TEXT FOR ANALYSIS: Begin

An International Atomic Energy Agency (IAEA) delegation plans to visit Pyongyang next week to discuss procedures for shutting down the North's Yongbyon reactor, which produces the raw material for bomb-making plutonium.
But a North Korean official in Vienna, where the UN nuclear watchdog is based, said his country had not yet given the formal go-ahead for the visit.
"The visit date of the delegation is not confirmed because the release of the frozen funds of DPRK (North Korea) at Banco Delta Asia in Macau has not been completed," embassy spokesman Hyon Yong-Man told reporters.
"Our side already informed the IAEA that we have no objections for the agency to prepare the visit as planned, but we are not ready to give our official confirmation for the scheduled visit of the agency due to the only reason of unfinished remittance."
The comments cast a cloud over apparent swift progress since Pyongyang said last Saturday the unfreezing of the funds "has reached its final phase," and invited an IAEA team to visit at an unspecified date.
The US envoy, arriving at the airport in steady rain, said his aim was to get the six-party talks process moving. The forum grouping the two Koreas, China, Russia, Japan and the United States reached a disarmament deal on February 13 but the cash row blocked any progress.
"We hope we can make up for some time we lost this spring," he said after being greeted by a smiling Ri Gun, director of the foreign ministry's America bureau.
China said its Foreign Minister Yang Jiechi would visit Pyongyang on July 2-4, with nuclear disarmament on the agenda. It described Hill's visit as positive.
"We hope it will be conducive to implementing the initial actions (of the February accord) and be of benefit to improving relations between North Korea and the US," said foreign ministry spokesman Qin Gang.
Choson Sinbo, a pro-North Korean newspaper published in Tokyo which often reflects official thinking, said the disarmament process may now speed up "if the US and the DPRK (North Korea) continue to build up mutual trust."

TEXT FOR ANALYSIS: End

*THINGS TO DO*
1. Please quote the article on North Korea's nuclear talks from "The US envoy, arriving" up to and including "blocked any progress.".
2. Write what comes next in the article on North Korea's nuclear talks, starting after its final sentence.

EXTRACTED MATERIAL: Begin

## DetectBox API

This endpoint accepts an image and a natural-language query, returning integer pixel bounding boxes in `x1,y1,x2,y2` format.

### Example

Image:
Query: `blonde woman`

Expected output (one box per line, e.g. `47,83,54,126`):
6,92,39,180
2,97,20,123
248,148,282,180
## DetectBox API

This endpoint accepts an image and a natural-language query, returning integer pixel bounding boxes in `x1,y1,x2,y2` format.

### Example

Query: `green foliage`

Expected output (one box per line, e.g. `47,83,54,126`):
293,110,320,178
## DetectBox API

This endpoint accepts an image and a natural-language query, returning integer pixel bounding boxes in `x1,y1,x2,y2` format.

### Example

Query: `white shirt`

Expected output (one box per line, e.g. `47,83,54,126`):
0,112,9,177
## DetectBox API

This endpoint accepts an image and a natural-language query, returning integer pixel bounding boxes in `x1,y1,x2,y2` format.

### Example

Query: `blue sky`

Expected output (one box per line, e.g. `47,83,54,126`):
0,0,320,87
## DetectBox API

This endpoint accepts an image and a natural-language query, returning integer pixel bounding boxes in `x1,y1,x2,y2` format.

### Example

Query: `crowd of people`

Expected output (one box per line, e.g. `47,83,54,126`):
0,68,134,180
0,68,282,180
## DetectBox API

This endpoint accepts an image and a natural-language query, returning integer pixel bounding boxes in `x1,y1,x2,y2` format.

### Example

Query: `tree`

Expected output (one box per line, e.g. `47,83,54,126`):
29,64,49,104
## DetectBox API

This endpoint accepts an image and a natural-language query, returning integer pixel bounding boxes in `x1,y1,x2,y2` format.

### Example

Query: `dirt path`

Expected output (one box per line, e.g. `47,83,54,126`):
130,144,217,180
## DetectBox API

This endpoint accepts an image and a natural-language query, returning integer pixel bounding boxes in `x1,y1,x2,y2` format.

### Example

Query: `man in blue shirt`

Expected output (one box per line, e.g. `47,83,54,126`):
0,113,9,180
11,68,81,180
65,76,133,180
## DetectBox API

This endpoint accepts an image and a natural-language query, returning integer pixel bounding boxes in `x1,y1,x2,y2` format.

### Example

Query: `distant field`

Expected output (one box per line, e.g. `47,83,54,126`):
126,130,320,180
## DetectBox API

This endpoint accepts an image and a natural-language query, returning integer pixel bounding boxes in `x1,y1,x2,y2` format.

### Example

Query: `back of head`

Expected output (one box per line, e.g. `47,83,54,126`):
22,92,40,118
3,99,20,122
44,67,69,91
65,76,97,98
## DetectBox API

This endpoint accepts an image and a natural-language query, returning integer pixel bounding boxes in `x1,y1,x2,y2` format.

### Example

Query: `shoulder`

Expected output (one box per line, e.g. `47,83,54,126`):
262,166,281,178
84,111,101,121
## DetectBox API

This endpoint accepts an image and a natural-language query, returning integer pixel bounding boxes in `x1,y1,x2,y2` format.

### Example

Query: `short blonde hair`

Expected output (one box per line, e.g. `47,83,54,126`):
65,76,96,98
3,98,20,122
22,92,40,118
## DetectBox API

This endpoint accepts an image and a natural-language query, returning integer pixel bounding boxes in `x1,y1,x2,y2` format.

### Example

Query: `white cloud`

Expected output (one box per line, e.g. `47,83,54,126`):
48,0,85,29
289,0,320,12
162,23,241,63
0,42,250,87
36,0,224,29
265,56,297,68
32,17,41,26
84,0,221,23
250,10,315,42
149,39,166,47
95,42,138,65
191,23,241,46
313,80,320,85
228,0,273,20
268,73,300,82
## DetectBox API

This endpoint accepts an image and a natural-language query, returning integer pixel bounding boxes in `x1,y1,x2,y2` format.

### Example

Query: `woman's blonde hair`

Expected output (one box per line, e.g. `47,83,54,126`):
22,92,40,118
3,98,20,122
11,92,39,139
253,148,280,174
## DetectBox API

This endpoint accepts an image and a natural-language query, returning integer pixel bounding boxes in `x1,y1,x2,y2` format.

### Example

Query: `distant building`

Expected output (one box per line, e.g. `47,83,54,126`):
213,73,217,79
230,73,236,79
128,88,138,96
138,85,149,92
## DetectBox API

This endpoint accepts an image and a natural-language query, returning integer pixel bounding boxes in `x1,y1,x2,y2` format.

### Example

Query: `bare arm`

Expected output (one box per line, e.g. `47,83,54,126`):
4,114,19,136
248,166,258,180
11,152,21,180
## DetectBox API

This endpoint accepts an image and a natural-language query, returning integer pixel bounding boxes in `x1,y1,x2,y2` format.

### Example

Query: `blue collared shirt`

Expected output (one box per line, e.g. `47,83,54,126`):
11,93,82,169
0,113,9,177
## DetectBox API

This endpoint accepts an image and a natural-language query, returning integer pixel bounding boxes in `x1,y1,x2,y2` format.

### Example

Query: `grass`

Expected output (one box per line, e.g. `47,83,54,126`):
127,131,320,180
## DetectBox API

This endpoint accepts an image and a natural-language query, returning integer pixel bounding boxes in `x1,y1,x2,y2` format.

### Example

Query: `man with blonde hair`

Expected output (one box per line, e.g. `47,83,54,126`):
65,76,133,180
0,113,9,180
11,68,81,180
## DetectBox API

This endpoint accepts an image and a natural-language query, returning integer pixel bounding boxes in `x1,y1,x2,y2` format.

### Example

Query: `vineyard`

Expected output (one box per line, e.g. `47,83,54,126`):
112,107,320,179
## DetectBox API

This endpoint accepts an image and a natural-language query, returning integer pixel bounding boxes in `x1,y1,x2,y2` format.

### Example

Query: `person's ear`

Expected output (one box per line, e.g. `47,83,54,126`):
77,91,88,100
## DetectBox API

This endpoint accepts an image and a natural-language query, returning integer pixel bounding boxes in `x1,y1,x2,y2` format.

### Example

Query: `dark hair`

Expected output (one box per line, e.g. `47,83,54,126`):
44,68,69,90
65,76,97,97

EXTRACTED MATERIAL: End
EXTRACTED MATERIAL: Begin

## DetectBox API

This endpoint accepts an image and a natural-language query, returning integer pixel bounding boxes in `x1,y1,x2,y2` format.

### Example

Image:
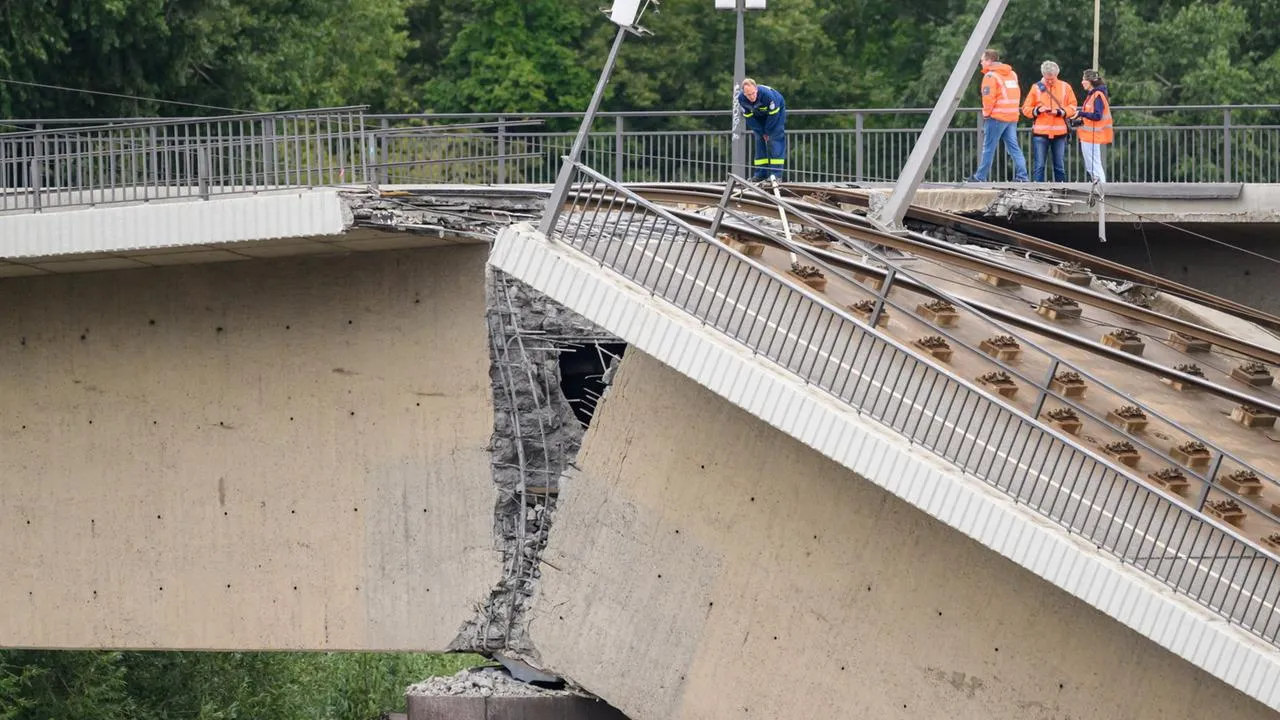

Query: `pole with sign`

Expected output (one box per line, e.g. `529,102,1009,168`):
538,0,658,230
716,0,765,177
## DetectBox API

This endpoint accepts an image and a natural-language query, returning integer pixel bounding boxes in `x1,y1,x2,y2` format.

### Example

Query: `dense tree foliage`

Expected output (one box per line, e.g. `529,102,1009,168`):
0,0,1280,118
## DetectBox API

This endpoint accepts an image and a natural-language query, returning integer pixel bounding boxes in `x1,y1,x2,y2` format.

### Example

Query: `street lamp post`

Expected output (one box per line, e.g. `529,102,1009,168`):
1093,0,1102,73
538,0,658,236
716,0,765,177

EXTRACTED MATERIAL: End
EXTRACTED MATERIAL: Begin

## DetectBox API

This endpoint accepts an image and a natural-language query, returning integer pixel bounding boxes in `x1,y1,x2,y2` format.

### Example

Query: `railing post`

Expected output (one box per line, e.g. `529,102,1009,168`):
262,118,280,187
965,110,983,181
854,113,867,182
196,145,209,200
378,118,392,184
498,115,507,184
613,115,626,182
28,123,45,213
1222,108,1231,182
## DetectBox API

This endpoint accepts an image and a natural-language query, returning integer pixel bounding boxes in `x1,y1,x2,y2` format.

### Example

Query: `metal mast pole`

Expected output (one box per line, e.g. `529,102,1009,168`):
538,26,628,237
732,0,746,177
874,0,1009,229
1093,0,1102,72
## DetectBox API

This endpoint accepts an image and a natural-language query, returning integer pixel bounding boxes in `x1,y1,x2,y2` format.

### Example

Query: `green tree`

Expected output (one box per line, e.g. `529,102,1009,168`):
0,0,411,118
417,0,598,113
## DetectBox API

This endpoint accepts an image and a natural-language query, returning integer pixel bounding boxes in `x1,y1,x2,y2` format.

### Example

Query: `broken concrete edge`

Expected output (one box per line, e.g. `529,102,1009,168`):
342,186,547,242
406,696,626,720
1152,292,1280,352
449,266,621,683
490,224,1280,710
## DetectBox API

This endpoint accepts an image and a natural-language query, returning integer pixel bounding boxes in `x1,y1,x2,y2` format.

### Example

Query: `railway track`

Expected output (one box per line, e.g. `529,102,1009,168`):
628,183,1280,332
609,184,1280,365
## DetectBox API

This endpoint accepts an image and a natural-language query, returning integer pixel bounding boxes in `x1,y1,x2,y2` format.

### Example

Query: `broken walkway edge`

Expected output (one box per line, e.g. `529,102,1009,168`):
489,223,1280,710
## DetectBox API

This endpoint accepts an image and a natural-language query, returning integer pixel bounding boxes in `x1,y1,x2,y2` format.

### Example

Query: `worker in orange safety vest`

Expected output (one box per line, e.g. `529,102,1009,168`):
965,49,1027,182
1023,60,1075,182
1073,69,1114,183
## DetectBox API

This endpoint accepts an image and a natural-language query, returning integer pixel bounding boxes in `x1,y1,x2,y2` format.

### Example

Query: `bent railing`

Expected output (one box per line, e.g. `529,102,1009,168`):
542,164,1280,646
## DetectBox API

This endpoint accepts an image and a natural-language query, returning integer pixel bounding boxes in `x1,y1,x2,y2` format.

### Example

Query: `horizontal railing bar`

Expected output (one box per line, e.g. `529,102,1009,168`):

EXTRACTED MATERIAL: End

*RESULTS FOR EACH TASK*
1.
The US envoy, arriving at the airport in steady rain, said his aim was to get the six-party talks process moving. The forum grouping the two Koreas, China, Russia, Japan and the United States reached a disarmament deal on February 13 but the cash row blocked any progress.

2.
South Korea's foreign ministry said Hill would meet counterpart Kim Kye-Gwan, who extended the invitation, and vice foreign minister Kang Sok-Ju, who is close to reclusive leader Kim Jong-Il.
It said they would discuss a "road map" on implementing the February deal and the normalisation of bilateral relations.
The US State Department said Hill would leave Friday. He was to return to South Korea and go on to Tokyo on his way home.
In the February deal, the North agreed to disable its nuclear programmes in exchange for major aid and diplomatic benefits, including a possible normalisation of relations with Washington.
The pact followed a surge in tensions after the North carried out its first nuclear weapons test last October.
Four IAEA officials arrived in South Korea Thursday to discuss the mission scheduled for next week. A follow-up team will be sent to North Korea within weeks to verify the actual shutdown if it goes ahead.
It will be the inspectors' first visit since they were kicked out in late 2002.
Hill's trip is the first to North Korea by a top State Department official since October 2002, when his predecessor James Kelly confronted the North with alleged evidence of a secret nuclear programme using highly enriched uranium.
That accusation, and the North's denial, triggered off the latest nuclear crisis and the collapse of a 1994 bilateral denuclearisation accord.